#### [DOCUMENT EXCERPT]
begin

SMRs are not viably on the table within the next five years. Certainly worthy of future consideration. Once can design ‘parking spots’ inside the fence should they become available sooner.

Reduced / stable energy prices, perhaps the single biggest reason to invest all the upfront time, money, and human energy into a BYOP project are the benefits of very well controlled financial models for current and future costs of energy. If you can manage the CAPEX the OPEX, under most foreseeable models looks very good. Especially if you are able to layer-in a significant portion of renewable energy sources such as wind with low costs of energy. Yes, there are always some amount of seasonable and geopolitical risks associated with natural gas but appreciably less so over time than the constant onwards and upwards pacing we see globally on electricity. Sadly, in many areas within the US our PUCs (public utility commissions) are little more than well-healed political appointees who rubber stamp every single rate increase that comes across their desks. (No comment on the California PUC)

Improved reliability / availability, this may run a bit counter to our traditional way of thinking about calculating ‘uptime’ and availability but bear with me as I walk you through this topic. 

For starters, you don’t need to separate electrical utility feeds, from two distinctly different geographic directions to ensure maximum uptime for your GW-class data center. Quite frankly, you will be hard pressed to find a site with two such feeds anywhere in the country. 

Why? Well once you start exploring the root-causes for most grid interruptions they come down to transmission (ice storms, wind events, terrorists / sabotage as-in shooting out insulators) and distribution with CHP (car hit pole), car/truck hit box/xfrmr, flooding, ice storm, weather, earthquake, etc. Oh and let’s not forget SCADA cyber attacks. 

A well designed BYOP installation solves almost every one of those issues. For starters, with your own on-site MV or HV generation system you have the luxury of other utilizing short-distance overhead transmission on dedicated towers / roadways, or better yet your own network of underground culverts. Just like that you have eliminated perhaps 90% of all potential outages. Further, being island-mode or self-directed grid interconnected your system will operate out-of-band with other utility communications systems eliminating the threat of cyber terrorism. So too the errant lone gunman or errant private pilot.

end

#### [DATA SECTION]
begin

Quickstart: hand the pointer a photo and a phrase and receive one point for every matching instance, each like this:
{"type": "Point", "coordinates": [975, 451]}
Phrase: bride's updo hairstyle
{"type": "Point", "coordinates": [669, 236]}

end

#### [EXERCISES]
(a) According to the text on building your own power for data centers, how soon are SMRs a viable option?
(b) In the text on building your own power for data centers, rewrite the paragraph beginning "Why? Well once you start exploring" as a list of the causes it names.

#### [WRITTEN ANSWERS]
(a) They are not viable within the next five years.

(b)
Most grid interruptions trace back to:
- Transmission: ice storms, wind events, and terrorism or sabotage, such as shooting out insulators
- Distribution: a car hitting a pole, a car or truck hitting a box or transformer, flooding, ice storms, weather, and earthquakes
- SCADA cyber attacks